begin Page
In the famous story in the Talmud (Shabbat 31a), Hillel summed up the entire Torah by saying that you should not do unto others what is hateful to you. Sinah – hatred and sinat chinam, baseless hatred, are the most destructive dynamics of the human heart. Despite the harshness of Egyptian bondage, there is no echo of hatred towards them in our tradition. Instead, at Seder we remove a drop of wine from the cup at the mention of the ten plagues and their abbreviations.  The true Jewish hero is the one who can turn his enemy into a friend (Avot DeRabbi Natan 23). Whether in society or in our families, the Jewish way is not to hate another. There is no fixing, no mending, and no repairing through hatred.

 

When composing this sermon and reaching this point my mind wandered away from Richmond and the Civil War, away from our families and wondered if any of this is shared across the borders of Middle East. I wondered if someone might create parallel texts from the different traditions that echo the same teachings and preach it from every mosque and synagogue. I wonder if anyone is listening. Maybe. Just maybe. I hope. I pray.

 

 

 

Teshuvah:

To deal with the world and our wounds, our pain and anger, to repair the world and ourselves, Judaism proclaims the process of teshuvah. Uusually it is translated as repentance but I would like to translate it as either turning or returning to our pristine, pure innocent childlike origin. There are five steps: (1)hakarat ha-cheit – recognition of sin, (2)charatah – remorse for having done it, (3)azivat ha-cheit – stop doing it, (4) peirar'on –restitution when possible, and( 5) viduiy – confession. The list is simple. The process is not. It takes guts to admit what we have done and turn to another, to confess and ask forgiveness. I watch Menachem instructing Ariel, Moshe and Raya to ask each other when they have hurt the other when playing or taking the toy from the other. Even children for simple things realize its difficulty.  The highest form of teshuvah is that done from ahavah – from love and not from yirah, from fear. We should fix things and mend relationships because we love each other not because we are afraid of each other. We should heal broken hearts because we are motivated by love.  We need to fix our society by turning to each other, sincerely and openly, in love. According to Jewish law, the person to whom one has turned is obliged to forgive, to give mechilah and selichah, renounce the debt owed and forgive from the heart.
end Page
Objectives:
**1.** According to the sermon, what is the highest form of teshuvah?
**2.** Copy the sermon's text from "In the famous" up to and including "repairing through hatred.".
The data after this has nothing to do with the sermon.
begin Extracted material
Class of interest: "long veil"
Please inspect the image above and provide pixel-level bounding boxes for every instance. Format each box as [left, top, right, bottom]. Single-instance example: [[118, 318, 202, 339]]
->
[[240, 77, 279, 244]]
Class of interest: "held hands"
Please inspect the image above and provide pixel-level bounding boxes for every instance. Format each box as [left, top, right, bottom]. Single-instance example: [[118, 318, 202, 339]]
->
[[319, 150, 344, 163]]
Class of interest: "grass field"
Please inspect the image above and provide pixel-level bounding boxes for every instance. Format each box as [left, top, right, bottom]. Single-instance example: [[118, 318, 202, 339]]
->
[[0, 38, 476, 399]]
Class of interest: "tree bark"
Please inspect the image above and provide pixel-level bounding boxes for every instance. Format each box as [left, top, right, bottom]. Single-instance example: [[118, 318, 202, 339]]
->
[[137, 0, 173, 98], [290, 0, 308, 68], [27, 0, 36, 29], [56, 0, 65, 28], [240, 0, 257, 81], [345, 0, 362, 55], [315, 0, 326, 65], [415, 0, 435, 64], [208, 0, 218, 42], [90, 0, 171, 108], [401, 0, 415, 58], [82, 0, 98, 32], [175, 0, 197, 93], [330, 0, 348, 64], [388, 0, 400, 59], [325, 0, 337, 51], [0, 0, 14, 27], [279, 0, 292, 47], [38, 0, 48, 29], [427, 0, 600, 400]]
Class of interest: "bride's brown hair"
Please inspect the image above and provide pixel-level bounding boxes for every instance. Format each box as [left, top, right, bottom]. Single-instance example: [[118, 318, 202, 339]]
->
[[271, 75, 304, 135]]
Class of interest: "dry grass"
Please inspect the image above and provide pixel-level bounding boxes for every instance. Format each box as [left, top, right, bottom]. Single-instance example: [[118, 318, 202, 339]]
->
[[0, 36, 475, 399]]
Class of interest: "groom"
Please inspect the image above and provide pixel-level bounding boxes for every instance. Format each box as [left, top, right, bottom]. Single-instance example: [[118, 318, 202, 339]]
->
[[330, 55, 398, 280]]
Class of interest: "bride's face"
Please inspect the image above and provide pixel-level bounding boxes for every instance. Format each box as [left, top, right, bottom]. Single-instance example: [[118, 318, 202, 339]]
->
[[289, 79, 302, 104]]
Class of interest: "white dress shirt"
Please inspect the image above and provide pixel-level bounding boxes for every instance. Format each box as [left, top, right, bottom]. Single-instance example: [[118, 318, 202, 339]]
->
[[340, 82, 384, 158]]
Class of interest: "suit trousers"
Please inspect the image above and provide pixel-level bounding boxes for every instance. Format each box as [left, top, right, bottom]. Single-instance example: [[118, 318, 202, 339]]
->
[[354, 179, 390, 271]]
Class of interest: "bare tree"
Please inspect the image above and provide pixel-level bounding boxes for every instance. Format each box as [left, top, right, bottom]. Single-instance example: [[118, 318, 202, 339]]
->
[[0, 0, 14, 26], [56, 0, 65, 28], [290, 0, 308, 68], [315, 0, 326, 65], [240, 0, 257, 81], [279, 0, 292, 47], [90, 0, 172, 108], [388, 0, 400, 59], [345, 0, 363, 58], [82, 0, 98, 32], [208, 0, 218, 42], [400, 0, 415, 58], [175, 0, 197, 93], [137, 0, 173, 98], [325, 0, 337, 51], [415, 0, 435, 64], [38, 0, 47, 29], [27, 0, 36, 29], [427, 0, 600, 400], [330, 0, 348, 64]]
end Extracted material
Responses to the tasks:
**1.** The highest form of teshuvah is the one done from ahavah, love, rather than from yirah, fear.

**2.**
In the famous story in the Talmud (Shabbat 31a), Hillel summed up the entire Torah by saying that you should not do unto others what is hateful to you. Sinah – hatred and sinat chinam, baseless hatred, are the most destructive dynamics of the human heart. Despite the harshness of Egyptian bondage, there is no echo of hatred towards them in our tradition. Instead, at Seder we remove a drop of wine from the cup at the mention of the ten plagues and their abbreviations.  The true Jewish hero is the one who can turn his enemy into a friend (Avot DeRabbi Natan 23). Whether in society or in our families, the Jewish way is not to hate another. There is no fixing, no mending, and no repairing through hatred.